SET EXERCISE:
Find the line containing "Each instance of the keyboard". Reproduce it and every line after it up to the end of the records, exactly as written.

## begin AVAILABLE RECORDS

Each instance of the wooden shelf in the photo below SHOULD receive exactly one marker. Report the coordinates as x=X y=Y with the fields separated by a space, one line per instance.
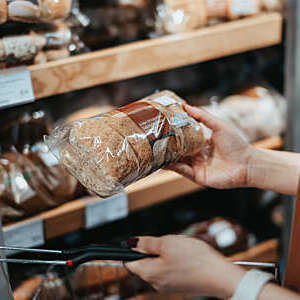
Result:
x=149 y=56
x=263 y=252
x=146 y=192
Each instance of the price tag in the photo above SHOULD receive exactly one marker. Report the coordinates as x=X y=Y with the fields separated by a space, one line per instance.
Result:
x=28 y=234
x=102 y=211
x=15 y=87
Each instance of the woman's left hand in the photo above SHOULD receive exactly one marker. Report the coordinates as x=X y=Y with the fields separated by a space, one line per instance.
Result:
x=186 y=265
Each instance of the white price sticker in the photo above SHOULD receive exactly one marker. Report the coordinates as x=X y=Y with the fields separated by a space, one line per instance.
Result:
x=28 y=234
x=15 y=87
x=102 y=211
x=165 y=100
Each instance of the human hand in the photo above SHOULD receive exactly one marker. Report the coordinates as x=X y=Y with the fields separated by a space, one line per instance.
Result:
x=227 y=165
x=186 y=265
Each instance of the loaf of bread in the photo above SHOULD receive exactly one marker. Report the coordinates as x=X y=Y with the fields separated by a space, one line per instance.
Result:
x=256 y=112
x=110 y=151
x=35 y=11
x=20 y=48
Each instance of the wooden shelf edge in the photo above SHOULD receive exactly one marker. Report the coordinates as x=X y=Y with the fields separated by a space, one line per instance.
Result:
x=150 y=56
x=264 y=252
x=149 y=191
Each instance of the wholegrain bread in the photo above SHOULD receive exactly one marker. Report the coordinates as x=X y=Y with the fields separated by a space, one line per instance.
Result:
x=110 y=151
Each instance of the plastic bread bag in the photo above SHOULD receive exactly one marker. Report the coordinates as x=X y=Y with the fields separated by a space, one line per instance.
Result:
x=257 y=112
x=174 y=16
x=26 y=47
x=110 y=151
x=36 y=11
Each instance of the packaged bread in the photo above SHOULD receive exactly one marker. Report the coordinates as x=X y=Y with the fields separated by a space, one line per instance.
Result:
x=36 y=11
x=25 y=47
x=175 y=16
x=257 y=112
x=112 y=150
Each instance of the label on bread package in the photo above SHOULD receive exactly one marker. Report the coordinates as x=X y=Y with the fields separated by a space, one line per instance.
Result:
x=152 y=121
x=216 y=8
x=243 y=7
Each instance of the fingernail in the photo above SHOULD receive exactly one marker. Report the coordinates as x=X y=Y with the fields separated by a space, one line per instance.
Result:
x=132 y=242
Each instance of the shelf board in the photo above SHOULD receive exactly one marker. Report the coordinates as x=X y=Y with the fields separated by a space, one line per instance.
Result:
x=155 y=55
x=154 y=189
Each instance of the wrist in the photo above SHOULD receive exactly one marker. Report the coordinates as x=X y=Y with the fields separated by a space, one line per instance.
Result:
x=255 y=167
x=229 y=281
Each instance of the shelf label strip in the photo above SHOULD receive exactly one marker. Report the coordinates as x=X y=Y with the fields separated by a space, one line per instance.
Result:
x=15 y=87
x=103 y=211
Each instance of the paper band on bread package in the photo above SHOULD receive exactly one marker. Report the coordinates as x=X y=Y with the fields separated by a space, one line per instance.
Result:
x=110 y=151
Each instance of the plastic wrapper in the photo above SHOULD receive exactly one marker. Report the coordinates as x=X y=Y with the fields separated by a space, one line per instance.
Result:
x=117 y=22
x=37 y=11
x=223 y=234
x=25 y=47
x=175 y=16
x=39 y=46
x=31 y=179
x=112 y=150
x=257 y=112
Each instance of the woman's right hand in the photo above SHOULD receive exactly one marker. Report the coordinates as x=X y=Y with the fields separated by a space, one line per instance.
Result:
x=227 y=165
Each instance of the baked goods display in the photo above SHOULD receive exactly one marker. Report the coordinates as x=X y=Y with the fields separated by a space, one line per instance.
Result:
x=37 y=11
x=112 y=150
x=224 y=234
x=36 y=31
x=257 y=112
x=31 y=179
x=118 y=22
x=175 y=16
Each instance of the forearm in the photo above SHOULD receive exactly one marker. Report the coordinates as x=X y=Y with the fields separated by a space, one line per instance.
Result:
x=272 y=291
x=274 y=170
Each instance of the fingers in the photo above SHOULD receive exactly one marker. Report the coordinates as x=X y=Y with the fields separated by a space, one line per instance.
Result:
x=183 y=169
x=145 y=269
x=149 y=245
x=205 y=117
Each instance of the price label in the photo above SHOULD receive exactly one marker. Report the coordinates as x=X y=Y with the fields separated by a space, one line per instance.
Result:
x=15 y=87
x=102 y=211
x=28 y=234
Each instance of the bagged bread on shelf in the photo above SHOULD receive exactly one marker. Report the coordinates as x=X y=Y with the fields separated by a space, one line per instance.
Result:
x=257 y=112
x=175 y=16
x=31 y=179
x=22 y=48
x=223 y=234
x=37 y=11
x=110 y=151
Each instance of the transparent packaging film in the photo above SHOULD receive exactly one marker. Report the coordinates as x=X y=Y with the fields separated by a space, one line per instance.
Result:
x=34 y=11
x=257 y=112
x=174 y=16
x=112 y=150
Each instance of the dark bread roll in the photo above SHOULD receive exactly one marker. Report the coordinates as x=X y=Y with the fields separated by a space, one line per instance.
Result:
x=224 y=234
x=110 y=151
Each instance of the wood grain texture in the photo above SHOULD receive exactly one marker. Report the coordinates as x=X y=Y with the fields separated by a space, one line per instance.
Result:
x=145 y=57
x=292 y=272
x=154 y=189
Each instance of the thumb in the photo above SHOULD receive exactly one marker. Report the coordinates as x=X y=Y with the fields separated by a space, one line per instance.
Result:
x=204 y=117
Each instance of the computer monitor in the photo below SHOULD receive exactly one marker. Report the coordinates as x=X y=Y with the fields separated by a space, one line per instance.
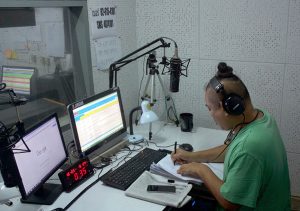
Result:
x=98 y=124
x=46 y=156
x=18 y=79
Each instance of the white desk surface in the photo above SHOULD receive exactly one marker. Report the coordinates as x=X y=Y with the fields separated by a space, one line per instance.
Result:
x=101 y=197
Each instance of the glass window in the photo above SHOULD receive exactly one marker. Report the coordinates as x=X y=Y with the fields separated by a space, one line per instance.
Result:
x=45 y=58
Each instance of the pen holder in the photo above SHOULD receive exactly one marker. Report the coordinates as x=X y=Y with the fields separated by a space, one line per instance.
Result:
x=186 y=122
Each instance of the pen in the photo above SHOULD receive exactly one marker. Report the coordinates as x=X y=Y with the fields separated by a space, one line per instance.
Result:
x=175 y=146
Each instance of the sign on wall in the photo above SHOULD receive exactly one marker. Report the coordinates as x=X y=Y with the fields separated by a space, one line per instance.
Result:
x=103 y=21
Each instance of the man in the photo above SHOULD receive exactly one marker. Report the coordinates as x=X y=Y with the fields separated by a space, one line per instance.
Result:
x=255 y=165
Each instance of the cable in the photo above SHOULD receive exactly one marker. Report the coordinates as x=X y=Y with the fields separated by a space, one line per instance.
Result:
x=81 y=193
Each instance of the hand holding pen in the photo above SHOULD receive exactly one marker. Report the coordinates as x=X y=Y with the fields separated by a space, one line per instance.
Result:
x=175 y=147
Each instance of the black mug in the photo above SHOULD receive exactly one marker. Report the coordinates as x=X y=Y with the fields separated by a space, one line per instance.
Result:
x=186 y=122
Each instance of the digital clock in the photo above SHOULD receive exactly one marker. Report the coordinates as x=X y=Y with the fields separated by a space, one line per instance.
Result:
x=76 y=174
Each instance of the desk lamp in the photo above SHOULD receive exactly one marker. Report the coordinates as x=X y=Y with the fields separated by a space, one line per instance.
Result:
x=147 y=116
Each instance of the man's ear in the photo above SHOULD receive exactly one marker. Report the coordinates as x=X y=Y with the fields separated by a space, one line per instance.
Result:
x=221 y=105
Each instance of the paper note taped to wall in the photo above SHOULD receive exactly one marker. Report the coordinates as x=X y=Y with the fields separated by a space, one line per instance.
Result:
x=108 y=50
x=103 y=21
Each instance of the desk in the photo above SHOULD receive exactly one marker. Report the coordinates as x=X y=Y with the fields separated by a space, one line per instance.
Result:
x=101 y=197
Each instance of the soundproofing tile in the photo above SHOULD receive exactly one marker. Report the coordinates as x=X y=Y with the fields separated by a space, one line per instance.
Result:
x=290 y=116
x=293 y=36
x=243 y=30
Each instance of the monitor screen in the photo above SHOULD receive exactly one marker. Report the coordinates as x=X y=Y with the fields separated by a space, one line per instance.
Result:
x=47 y=154
x=18 y=78
x=98 y=123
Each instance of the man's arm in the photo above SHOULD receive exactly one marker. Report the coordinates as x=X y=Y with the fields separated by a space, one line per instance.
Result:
x=213 y=155
x=213 y=183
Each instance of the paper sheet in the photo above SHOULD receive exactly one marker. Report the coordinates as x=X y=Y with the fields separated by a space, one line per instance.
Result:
x=167 y=168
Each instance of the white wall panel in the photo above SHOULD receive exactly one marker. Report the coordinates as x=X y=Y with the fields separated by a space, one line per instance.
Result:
x=293 y=36
x=243 y=30
x=294 y=168
x=126 y=29
x=291 y=109
x=175 y=19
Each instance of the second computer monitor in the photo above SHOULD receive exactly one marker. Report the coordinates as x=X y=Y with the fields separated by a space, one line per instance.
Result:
x=98 y=123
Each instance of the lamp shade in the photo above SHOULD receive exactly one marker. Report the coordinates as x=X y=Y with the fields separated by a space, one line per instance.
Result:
x=148 y=115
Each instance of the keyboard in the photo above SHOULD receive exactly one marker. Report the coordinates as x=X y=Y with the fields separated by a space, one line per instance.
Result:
x=127 y=173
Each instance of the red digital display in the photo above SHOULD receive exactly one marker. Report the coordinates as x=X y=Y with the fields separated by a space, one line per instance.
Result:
x=74 y=175
x=78 y=171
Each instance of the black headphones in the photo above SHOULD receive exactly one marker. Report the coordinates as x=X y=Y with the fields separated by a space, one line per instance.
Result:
x=232 y=103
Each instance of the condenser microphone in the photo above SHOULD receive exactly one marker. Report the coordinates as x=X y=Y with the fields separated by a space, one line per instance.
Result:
x=175 y=71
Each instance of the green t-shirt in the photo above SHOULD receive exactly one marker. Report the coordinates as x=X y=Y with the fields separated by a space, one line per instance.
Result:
x=256 y=172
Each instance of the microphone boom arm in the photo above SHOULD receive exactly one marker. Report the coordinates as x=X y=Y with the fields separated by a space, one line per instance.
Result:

## end AVAILABLE RECORDS

TASK ANSWER:
Each instance of the keyboard in the photo above SHOULD receive exactly one marker. Report the coordinates as x=X y=Y with the fields separated by a space, one line per instance.
Result:
x=127 y=173
Each instance of the red digital display in the photo above SHOULD receive exactly one marker. Report the coordinates as x=X y=Y with the fields separated by a space, one line per instance.
Result:
x=74 y=175
x=78 y=171
Each instance of the black headphones in the photo above SHOULD receive exactly one marker. Report the coordinates as x=X y=Y with the fields separated by a space, one line per instance.
Result:
x=232 y=103
Each instance of the condenser microphone in the photo above SHOULD receive exactly one marker. Report the coordinates as x=X y=Y with the fields separated by a space, one line per instance.
Result:
x=175 y=71
Each instance of the green t-shirt in the photo above SHOULD receive exactly one marker. Report the coordinates as x=X y=Y with the fields separated by a space, one line per instance.
Result:
x=256 y=172
Each instance of the microphone boom arm in the photo above SHOULD receive exactly one marker. Report the coordinates as x=X y=Y with the fields separated by a space, one line per instance.
Result:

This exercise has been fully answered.